### STATED GOAL A
From the forum thread on Boveda packs and cigars, extract the stretch from "Looking at the" through "it goes unnoticed.".

### SUPPLIED PASSAGE
***
Many say that it cannot happen with Boveda packets. If that's the case, then it's not a concern. However, think of the cigar as a dry sponge. It has no membrane, or whatever, limiting it to sucking up only 65% of the available RH. If it continues sucking up the RH to a point where the ambient RH is less than 65%, the Boveda packet should continue to release RH.

That's just my humble opinion!


----------



## socalocmatt (Dec 22, 2010)

I know I'm beating a dead horse but Boveda packs are perfectly fine when touching the cigars as long as the rh is what you want your stick to be at.



JohnnyFlake said:


> Many say that it cannot happen with Boveda packets. If that's the case, then it's not a concern. However, think of the cigar as a dry sponge. It has no membrane, or whatever, limiting it to sucking up only 65% of the available RH. If it continues sucking up the RH to a point where the ambient RH is less than 65%, the Boveda packet should continue to release RH.
> 
> That's just my humble opinion!


Looking at the dry sponge analogy, a sponge can only soak up as much water as what is available. In the same manner, a cigar will never be able to soak up more humidity than the rested ambient rh as long as that humidity is limited to the rested ambient rh. That is what the Boveda packs do. They limit the rh output and thus disallow a cigar to absorb a humidity that is greater than the stated humidity on the pack.

The only point of concern that I would have with putting cigars in contact with a Boveda pack is when dealing with extremely old packs where the package itself fails. The pack will leak and you could possibly mess up a cigar or two that way if it goes unnoticed.










To the OP's main question:
You will want some extra room in you humi because you will want some air exchange. It will help in the long run with resting/aging. If you're opening you humi a couple of times a day, every day, then it's less of a concern (IMO) but most people don't.
***
Named-object pointing records
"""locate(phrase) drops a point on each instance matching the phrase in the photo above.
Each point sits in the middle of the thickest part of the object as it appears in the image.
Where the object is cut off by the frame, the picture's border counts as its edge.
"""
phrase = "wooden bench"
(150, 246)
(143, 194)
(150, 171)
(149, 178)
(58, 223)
***
### STATED GOAL B
Switch "wooden bench" to "park bench" throughout the entries and write their lines out again, changing nothing else.

### TASK RESPONSE A
Looking at the dry sponge analogy, a sponge can only soak up as much water as what is available. In the same manner, a cigar will never be able to soak up more humidity than the rested ambient rh as long as that humidity is limited to the rested ambient rh. That is what the Boveda packs do. They limit the rh output and thus disallow a cigar to absorb a humidity that is greater than the stated humidity on the pack.

The only point of concern that I would have with putting cigars in contact with a Boveda pack is when dealing with extremely old packs where the package itself fails. The pack will leak and you could possibly mess up a cigar or two that way if it goes unnoticed.

### TASK RESPONSE B
"""locate(phrase) drops a point on each instance matching the phrase in the photo above.
Each point sits in the middle of the thickest part of the object as it appears in the image.
Where the object is cut off by the frame, the picture's border counts as its edge.
"""
phrase = "park bench"
(150, 246)
(143, 194)
(150, 171)
(149, 178)
(58, 223)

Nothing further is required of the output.